[ACTIVITY]: Return each record exactly as it appears, so that nothing is dropped or altered.
------------
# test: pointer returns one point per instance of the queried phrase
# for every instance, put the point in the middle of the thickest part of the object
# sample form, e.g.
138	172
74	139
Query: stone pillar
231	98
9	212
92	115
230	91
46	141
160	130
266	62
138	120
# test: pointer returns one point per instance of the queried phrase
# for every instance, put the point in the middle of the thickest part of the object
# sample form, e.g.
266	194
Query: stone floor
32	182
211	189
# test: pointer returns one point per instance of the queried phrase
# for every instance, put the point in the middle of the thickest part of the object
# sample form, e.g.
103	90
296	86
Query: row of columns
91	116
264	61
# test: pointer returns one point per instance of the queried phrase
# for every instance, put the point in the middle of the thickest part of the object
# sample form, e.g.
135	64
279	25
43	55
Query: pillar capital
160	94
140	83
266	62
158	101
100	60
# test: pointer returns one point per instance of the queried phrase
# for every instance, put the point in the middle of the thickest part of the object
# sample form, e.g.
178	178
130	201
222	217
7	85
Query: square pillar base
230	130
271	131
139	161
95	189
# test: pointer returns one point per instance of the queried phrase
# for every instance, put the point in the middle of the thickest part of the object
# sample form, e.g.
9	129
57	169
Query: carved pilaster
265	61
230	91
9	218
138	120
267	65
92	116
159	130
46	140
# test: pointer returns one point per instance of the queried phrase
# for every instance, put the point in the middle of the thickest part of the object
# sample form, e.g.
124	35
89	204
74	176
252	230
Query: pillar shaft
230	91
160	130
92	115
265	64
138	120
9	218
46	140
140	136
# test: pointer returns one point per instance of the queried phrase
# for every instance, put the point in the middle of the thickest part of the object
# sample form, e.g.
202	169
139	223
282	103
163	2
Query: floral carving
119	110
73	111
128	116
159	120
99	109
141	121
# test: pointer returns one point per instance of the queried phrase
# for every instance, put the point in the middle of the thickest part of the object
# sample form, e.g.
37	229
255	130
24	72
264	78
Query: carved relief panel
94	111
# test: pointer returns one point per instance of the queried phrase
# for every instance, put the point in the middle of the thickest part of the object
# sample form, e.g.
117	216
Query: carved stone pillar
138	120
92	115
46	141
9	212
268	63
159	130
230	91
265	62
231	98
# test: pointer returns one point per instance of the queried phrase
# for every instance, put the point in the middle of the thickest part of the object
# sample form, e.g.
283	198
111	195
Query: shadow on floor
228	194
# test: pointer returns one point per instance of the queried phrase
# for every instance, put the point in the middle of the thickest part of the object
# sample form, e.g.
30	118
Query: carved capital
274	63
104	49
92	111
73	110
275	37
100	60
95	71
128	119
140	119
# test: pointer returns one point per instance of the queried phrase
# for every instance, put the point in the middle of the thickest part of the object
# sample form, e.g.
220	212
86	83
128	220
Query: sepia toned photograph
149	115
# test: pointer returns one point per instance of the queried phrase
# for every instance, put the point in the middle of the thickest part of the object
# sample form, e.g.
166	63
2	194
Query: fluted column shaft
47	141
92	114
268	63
------------
[EXERCISE ANSWER]:
# test: pointer returns one point per instance of the queried phrase
# for every instance, put the point in the middle of the thickest part of the object
# sample form, e.g.
138	172
74	139
Query: stone pillar
231	98
9	212
92	115
230	91
46	141
160	130
266	62
138	120
# test: pointer returns one point per instance of the queried phrase
# for every instance, put the point in the middle of the thickest part of the object
# sample form, e.g.
266	194
Query: stone floor
32	182
211	189
# test: pointer returns one point per instance of the queried phrase
# for every instance, put the point in the middle of the thickest part of the object
# sample form, e.g.
103	90
296	86
Query: row of columns
91	116
264	61
# test: pointer returns one point per instance of the queried phrase
# for every instance, put the point in the middle of the thickest part of the object
# sample form, e.g.
135	64
279	25
43	55
Query: pillar capital
160	94
140	83
266	62
158	101
100	60
# test: pointer returns one point per instance of the queried phrase
# for every instance, put the point in the middle of the thickest part of the object
# sample form, e.g.
178	178
130	201
222	217
7	85
Query: square pillar base
230	130
271	131
139	161
95	189
# test: pointer returns one point per instance of the queried phrase
# for every instance, put the point in the middle of the thickest part of the object
# sample form, e.g.
9	129
57	169
Query: carved pilaster
265	61
230	91
9	218
138	120
267	65
92	116
159	130
46	140
# test: pointer returns one point per instance of the queried phrase
# for every instance, put the point in the middle of the thickest part of the object
# sample form, e.g.
124	35
89	204
74	176
252	230
Query: pillar shaft
230	91
160	130
92	115
265	64
138	120
9	218
46	140
140	136
# test: pointer returns one point per instance of the queried phrase
# for every instance, put the point in the middle of the thickest part of the object
# sample form, e.g.
202	169
139	223
282	103
163	2
Query: floral carving
119	110
73	111
128	116
159	120
99	109
141	121
# test: pointer returns one point per instance of the queried phrase
# for every instance, put the point in the middle of the thickest part of the object
# sample form, e.g.
37	229
255	130
24	72
264	78
Query: carved relief panel
94	111
# test: pointer returns one point per instance of the queried phrase
# for every instance, put the point in the middle of the thickest part of the object
# sample form, e.g.
117	216
Query: carved stone pillar
138	120
92	115
46	141
9	212
268	63
159	130
230	91
265	62
231	98
# test: pointer returns one point per instance of the queried phrase
# for every instance, put the point in the middle of the thickest part of the object
# sample form, e.g.
283	198
111	195
Query: shadow on floor
228	194
# test: pointer returns one point per instance of the queried phrase
# for every instance, put the point in the middle of the thickest part of the object
# sample form, e.g.
30	118
Query: carved capital
274	63
104	49
92	111
73	110
275	37
100	60
95	71
128	119
140	119
# test: pointer returns one point per instance of the queried phrase
# for every instance, put the point in the middle of the thickest part of the object
# sample form, e.g.
220	212
86	83
128	220
Query: sepia toned photograph
149	115
# test: pointer returns one point per instance of the queried phrase
# for every instance, put the point in the middle of the thickest part of the object
# sample form, e.g.
166	63
2	194
Query: fluted column shaft
47	141
92	114
268	63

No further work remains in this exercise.